- PASSAGE CITÉ:
C’est Pak Puluk, l’homme au manteau de léopard qui m’a le plus initié à la culture des Dayaks Kenyah Lepo Tau de l’Apo Kayan, cette région des plateaux du Kalimantan très proche de la frontière avec le Sarawak malaisien. Dans sa lamin, long-house de prés de 60 m, il est le chef incontesté du clan, celui qui prend les décisions pour la communauté et dicte les règles de vie. Pak Puluk est dayak. Ce seul mot faisait frémir beaucoup de monde au début du siècle dernier. Ici plus qu’ailleurs (à l’exception des peuplades Asmat de Papua), la chasse aux têtes était ancrée dans les mœurs. Le peuple Kenyah Lepo Tau et son village fétiche de Long Uro a connu bien des guerres contre les terribles Iban de l’autre côté de la frontière et les têtes sont longtemps restées accrochées aux frontons des maisons, sans distinction de race ou de sexe.

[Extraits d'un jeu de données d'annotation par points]

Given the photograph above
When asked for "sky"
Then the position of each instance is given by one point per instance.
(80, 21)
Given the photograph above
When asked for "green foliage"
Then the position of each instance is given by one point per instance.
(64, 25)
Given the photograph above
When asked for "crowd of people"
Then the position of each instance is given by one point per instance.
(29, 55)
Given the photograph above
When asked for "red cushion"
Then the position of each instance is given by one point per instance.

- PROBLÈME COURT A: Reproduisez mot pour mot l'intégralité de la liste d'annotation par points.
- PROBLÈME COURT B: Poursuivez, s'il vous plaît, le passage sur Pak Puluk et les Dayaks Kenyah Lepo Tau à la suite de sa dernière phrase.
Le passage et la liste n'ont aucun rapport entre eux.

- RÉSULTAT A:
Given the photograph above
When asked for "sky"
Then the position of each instance is given by one point per instance.
(80, 21)
Given the photograph above
When asked for "green foliage"
Then the position of each instance is given by one point per instance.
(64, 25)
Given the photograph above
When asked for "crowd of people"
Then the position of each instance is given by one point per instance.
(29, 55)
Given the photograph above
When asked for "red cushion"
Then the position of each instance is given by one point per instance.

- RÉSULTAT B:
Les Anglais, dont le fameux Charles Brooke, un mercenaire à la solde de la couronne britannique, s’étaient liés d’amitié avec les Iban dans le but d’exterminer le peuple Kenyah pour s’emparer de leurs terres. A ce jour, la guerre fratricide n’existe plus mais la paix entre les deux groupes n’a jamais été entérinée officiellement et l’on parle encore toujours de cette histoire à Long Uro. Pak Puluk voudrait que les clans des deux bords soient réunis à Long Uro pour enterrer la hache de guerre, parler du bon vieux temps, mettre en perce les tonneaux de tuak et se saouler d’alcool et de bonnes histoires. Mais qui l’écoute ? Les jeunes n’ont pas connu ces épisodes dramatiques de Bornéo, pour qui c’est juste les histoires des anciens. Ils en rigolent même. Et puis aujourd’hui, c’est devenu l’affaire de deux nations : l’Indonésie et la Malaisie.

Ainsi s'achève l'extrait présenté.